■ To do: Can you repeat each of the lines below word for word, leaving the pictures out?

■ Record list:
--------------------------------------------------

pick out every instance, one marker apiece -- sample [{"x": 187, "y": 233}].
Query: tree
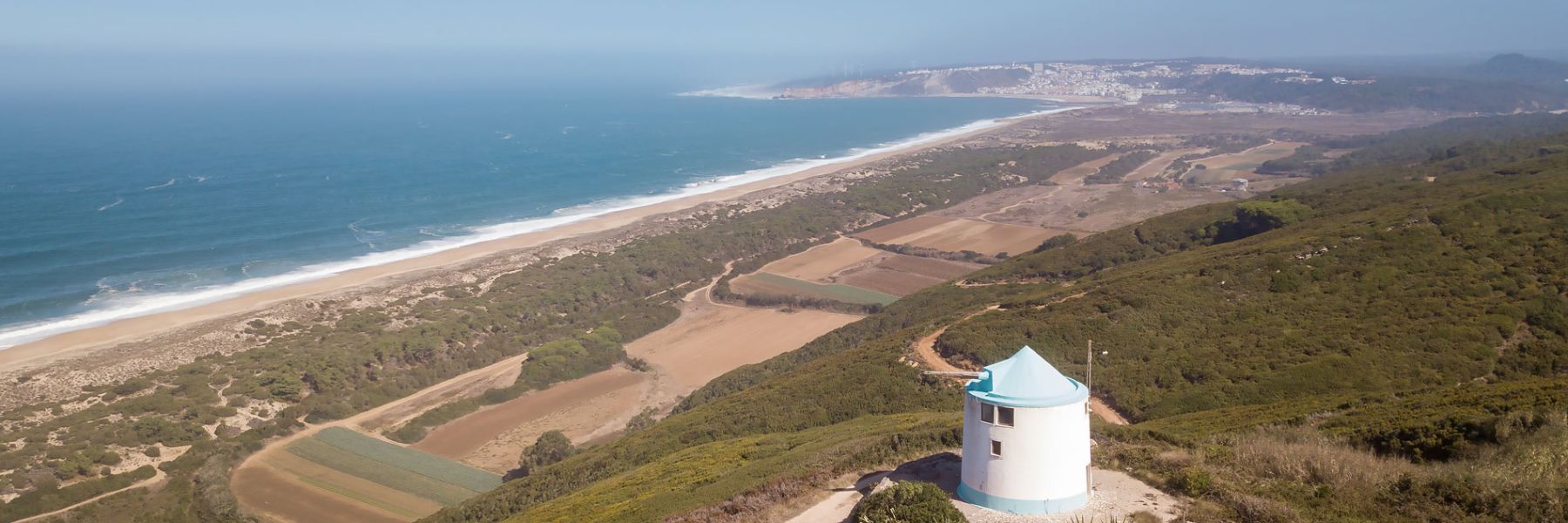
[
  {"x": 643, "y": 419},
  {"x": 909, "y": 501},
  {"x": 549, "y": 448}
]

--------------------------------------------------

■ Task answer:
pick out every instance, one marker apiece -- sample [{"x": 187, "y": 233}].
Query: tree
[
  {"x": 643, "y": 419},
  {"x": 909, "y": 501},
  {"x": 549, "y": 448}
]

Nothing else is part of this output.